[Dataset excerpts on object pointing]
[START]

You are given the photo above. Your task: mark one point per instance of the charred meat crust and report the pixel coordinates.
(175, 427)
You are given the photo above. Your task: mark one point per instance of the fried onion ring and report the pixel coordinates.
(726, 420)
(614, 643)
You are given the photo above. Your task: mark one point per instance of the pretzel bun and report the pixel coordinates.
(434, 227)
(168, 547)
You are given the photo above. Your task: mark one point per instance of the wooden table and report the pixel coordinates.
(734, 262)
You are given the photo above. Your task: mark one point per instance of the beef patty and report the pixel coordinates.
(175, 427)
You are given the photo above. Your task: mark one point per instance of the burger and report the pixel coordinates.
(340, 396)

[END]

- [Aim of the task]: Could you reproduce every record above exactly as it appears?

- [Task output]:
You are given the photo above. Your task: mark one point per instance of the charred meat crust and report the pixel coordinates.
(175, 427)
You are given the photo above. Your task: mark one point per instance of the fried onion ring and report the pixel coordinates.
(726, 420)
(614, 643)
You are given the photo above. Your task: mark one point per instance of the pretzel bun and report the pixel coordinates.
(434, 227)
(168, 547)
You are given the photo above. Your task: mark one point per instance of the wooden table and report the pixel coordinates.
(734, 262)
You are given the photo above. Your task: mark one point per instance of the beef patty and report the pixel coordinates.
(175, 427)
You are given the photo above. Your task: mark one point per instance of the burger and report the pixel coordinates.
(340, 396)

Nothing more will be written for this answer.